Last year saw two new Alzheimer’s drugs hit the market — the anti-amyloid drug Leqembi, which may slow cognitive decline in the earliest stages of Alzheimer’s disease, and Rexulti, which reduces symptoms of agitation. Experts are predicting 2024 will be another pivotal year.

There’s a long list of Alzheimer’s drugs in the development pipeline. Some are designed to treat the disease’s symptoms. Others attempt to target the disease at its roots—cleaning protein plaques out of the brain or aiming to affect the immune system itself in order to slow Alzheimer’s progression. Two of them are due for an FDA decision this year. And pending the results of clinical trials, another two could enter the FDA review process.


Two companies filed for approval of their drug last year. If approved, these drugs may hit the market by the end of the year.


Alpha Cognition’s Alpha-1062 is a new form of galantamine that leads to less unpleasant gastrointestinal side effects like diarrhea, nausea, and vomiting. After taking it as a pill, the liver activates the drug and then travels into the brain through the bloodstream, acting as a cholinesterase inhibitor. It prolongs the effects of the brain’s chemical signals to treat symptoms like memory loss.  

The clinical trial was not registered with the National U.S. clinical trial registry, and the data is not currently published in peer-reviewed journals. 


Donanemab is the next anti-amyloid monoclonal antibody up for regulatory review. The drug may slow the progression of Alzheimer’s disease in the earliest stages by helping clear beta-amyloid plaques in the brain.

In clinical trials, the drug slowed the progression of Alzheimer’s disease over the course of 18 months by a small amount, though not all clinicians are sure whether this is noticeable. About two in five patients who took the drug experienced amyloid-related imaging abnormalities (ARIA) — brain swelling or brain bleeds — and in most cases, these side effects were asymptomatic.


These companies expect to receive results from their clinical trials later this year and intend to file approval afterward.

Alzheon’s ALZ-801 

ALZ-801 is a pill that prevents good forms of beta-amyloid from turning toxic and sticking together. It is currently being tested among patients with mild cognitive impairment or early Alzheimer’s who carry two copies of the APOE4 gene, which puts them at risk of brain bleeds and brain swelling from other drugs on the market like Leqembi.

The company expects to have results from its final clinical trial later this year and intends to file a new drug application by the end of 2024. The company is also actively testing the drug in other populations of patients with Alzheimer’s disease. 

Annovis Bio’s buntanetap 

Buntanetap is a pill that is being tested for treating mild and moderate forms of Alzheimer’s as well as other neurodegenerative diseases. It works by preventing cells from making toxic protein plaques which clump together. 

The results from its clinical trial are expected by April 2024, and afterward, the company will meet with the FDA to discuss filing for approval.

### Requirement 1:
From the article on Alzheimer's drugs, list every drug it describes as awaiting an FDA decision or clinical trial results this year.
### Requirement 2:
Echo the article on Alzheimer's drugs word for word from "Last year saw" to "of the year.".
### Requirement 3:
Answer these questions from the article on Alzheimer's drugs, giving each answer on its own line with the matching letter.
(a) Which drug released last year reduces symptoms of agitation?
(b) Over how many months did donanemab slow the progression of Alzheimer's disease in clinical trials?
(c) By when are the clinical trial results for buntanetap expected?

### Exercise data:
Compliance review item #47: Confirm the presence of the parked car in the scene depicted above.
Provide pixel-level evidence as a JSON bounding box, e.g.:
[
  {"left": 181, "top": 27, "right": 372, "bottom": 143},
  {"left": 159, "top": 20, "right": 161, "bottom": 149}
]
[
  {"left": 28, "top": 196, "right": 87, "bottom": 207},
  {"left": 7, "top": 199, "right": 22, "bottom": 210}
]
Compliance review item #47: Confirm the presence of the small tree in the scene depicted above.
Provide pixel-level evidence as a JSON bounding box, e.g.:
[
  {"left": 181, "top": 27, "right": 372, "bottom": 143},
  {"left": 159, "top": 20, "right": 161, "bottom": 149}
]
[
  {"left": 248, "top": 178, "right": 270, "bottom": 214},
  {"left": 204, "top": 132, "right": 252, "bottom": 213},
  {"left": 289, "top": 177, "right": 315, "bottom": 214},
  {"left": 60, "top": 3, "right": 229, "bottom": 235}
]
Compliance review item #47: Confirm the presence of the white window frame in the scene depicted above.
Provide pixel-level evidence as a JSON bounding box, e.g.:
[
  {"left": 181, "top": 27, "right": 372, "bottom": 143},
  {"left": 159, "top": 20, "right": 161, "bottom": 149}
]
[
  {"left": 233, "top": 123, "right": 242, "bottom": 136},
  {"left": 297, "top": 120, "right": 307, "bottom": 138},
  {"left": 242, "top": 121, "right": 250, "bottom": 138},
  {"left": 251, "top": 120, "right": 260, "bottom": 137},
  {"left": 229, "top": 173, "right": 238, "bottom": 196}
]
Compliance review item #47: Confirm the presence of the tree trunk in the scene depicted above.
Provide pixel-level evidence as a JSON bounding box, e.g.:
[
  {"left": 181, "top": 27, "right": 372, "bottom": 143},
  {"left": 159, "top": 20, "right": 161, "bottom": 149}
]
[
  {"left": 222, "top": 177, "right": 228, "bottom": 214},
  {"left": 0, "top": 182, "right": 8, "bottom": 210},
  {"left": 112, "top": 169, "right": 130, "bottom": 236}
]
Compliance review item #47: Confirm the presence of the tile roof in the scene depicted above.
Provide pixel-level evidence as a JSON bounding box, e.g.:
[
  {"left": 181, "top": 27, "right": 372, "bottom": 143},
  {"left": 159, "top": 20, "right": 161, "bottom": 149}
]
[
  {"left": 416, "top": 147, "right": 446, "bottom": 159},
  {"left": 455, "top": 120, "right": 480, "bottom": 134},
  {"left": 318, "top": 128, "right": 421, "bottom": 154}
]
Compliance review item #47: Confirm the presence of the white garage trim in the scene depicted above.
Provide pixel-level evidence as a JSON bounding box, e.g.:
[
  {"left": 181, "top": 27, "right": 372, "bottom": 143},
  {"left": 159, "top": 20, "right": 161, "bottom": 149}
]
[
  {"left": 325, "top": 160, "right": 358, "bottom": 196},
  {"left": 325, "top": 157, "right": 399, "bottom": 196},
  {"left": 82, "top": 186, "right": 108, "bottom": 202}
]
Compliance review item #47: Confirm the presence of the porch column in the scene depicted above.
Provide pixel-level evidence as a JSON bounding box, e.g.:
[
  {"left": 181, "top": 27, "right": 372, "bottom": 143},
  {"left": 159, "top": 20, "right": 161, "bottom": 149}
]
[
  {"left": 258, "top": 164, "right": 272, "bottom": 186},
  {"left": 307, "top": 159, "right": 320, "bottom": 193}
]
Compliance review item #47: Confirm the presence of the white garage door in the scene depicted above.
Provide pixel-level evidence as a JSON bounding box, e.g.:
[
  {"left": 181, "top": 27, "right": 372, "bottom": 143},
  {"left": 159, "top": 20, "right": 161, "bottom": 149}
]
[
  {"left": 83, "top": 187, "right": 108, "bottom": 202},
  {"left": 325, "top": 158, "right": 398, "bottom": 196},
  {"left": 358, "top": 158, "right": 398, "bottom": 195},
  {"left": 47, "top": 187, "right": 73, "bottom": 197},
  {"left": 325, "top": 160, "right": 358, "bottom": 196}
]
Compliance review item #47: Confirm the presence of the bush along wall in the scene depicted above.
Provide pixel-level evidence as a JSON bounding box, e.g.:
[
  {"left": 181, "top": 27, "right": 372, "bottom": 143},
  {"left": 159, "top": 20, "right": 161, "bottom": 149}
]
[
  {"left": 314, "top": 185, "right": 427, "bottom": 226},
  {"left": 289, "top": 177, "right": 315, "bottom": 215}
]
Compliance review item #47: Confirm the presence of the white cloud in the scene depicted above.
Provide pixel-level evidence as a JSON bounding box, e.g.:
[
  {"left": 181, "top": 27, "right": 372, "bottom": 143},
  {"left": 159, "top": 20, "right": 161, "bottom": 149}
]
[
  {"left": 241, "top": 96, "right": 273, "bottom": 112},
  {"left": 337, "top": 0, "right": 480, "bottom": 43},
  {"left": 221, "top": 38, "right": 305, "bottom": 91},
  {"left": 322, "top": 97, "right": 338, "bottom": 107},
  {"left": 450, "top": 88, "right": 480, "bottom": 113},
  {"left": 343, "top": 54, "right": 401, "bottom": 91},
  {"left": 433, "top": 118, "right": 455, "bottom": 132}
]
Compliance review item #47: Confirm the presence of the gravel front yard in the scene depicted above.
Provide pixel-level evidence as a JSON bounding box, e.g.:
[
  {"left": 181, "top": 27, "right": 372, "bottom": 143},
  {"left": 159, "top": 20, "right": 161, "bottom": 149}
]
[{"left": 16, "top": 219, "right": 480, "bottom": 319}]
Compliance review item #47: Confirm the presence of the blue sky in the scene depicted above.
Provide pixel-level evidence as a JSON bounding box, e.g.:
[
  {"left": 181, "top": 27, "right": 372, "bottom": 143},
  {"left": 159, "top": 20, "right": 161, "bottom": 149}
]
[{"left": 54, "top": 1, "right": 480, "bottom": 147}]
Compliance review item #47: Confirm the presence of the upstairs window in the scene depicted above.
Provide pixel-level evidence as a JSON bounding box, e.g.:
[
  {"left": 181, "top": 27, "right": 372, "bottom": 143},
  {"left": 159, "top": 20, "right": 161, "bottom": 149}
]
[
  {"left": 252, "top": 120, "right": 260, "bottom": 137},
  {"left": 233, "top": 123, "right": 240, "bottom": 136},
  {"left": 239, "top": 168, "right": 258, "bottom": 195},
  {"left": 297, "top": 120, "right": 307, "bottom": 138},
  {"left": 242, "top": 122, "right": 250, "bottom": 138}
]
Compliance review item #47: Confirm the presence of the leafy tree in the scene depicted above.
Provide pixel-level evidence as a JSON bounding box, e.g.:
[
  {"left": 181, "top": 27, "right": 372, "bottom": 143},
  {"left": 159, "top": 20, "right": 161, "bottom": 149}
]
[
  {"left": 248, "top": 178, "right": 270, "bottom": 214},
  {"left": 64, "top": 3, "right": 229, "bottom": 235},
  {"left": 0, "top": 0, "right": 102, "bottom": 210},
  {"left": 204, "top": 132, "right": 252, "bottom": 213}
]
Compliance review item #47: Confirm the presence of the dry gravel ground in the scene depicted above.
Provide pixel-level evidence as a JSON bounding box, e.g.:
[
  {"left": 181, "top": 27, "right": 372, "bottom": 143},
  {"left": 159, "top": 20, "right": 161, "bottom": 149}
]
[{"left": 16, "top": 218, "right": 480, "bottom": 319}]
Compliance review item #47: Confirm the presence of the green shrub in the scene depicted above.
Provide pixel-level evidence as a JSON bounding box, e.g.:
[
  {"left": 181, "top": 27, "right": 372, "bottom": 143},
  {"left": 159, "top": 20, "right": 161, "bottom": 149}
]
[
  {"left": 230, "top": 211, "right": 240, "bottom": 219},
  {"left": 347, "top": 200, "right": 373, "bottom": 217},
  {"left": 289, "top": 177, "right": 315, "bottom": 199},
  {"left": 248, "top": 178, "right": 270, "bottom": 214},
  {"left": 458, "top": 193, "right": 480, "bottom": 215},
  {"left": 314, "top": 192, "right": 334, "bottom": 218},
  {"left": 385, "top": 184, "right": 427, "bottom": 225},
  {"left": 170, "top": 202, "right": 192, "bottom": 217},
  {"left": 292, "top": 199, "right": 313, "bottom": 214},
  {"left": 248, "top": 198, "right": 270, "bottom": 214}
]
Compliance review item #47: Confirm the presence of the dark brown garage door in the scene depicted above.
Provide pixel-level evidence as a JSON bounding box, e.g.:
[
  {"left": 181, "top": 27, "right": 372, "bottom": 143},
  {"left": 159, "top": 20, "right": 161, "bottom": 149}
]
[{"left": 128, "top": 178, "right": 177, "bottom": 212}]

### Your response 1:
Alpha-1062
Donanemab
ALZ-801
Buntanetap

### Your response 2:
Last year saw two new Alzheimer’s drugs hit the market — the anti-amyloid drug Leqembi, which may slow cognitive decline in the earliest stages of Alzheimer’s disease, and Rexulti, which reduces symptoms of agitation. Experts are predicting 2024 will be another pivotal year.

There’s a long list of Alzheimer’s drugs in the development pipeline. Some are designed to treat the disease’s symptoms. Others attempt to target the disease at its roots—cleaning protein plaques out of the brain or aiming to affect the immune system itself in order to slow Alzheimer’s progression. Two of them are due for an FDA decision this year. And pending the results of clinical trials, another two could enter the FDA review process.


Two companies filed for approval of their drug last year. If approved, these drugs may hit the market by the end of the year.

### Your response 3:
(a) Rexulti
(b) 18 months
(c) April 2024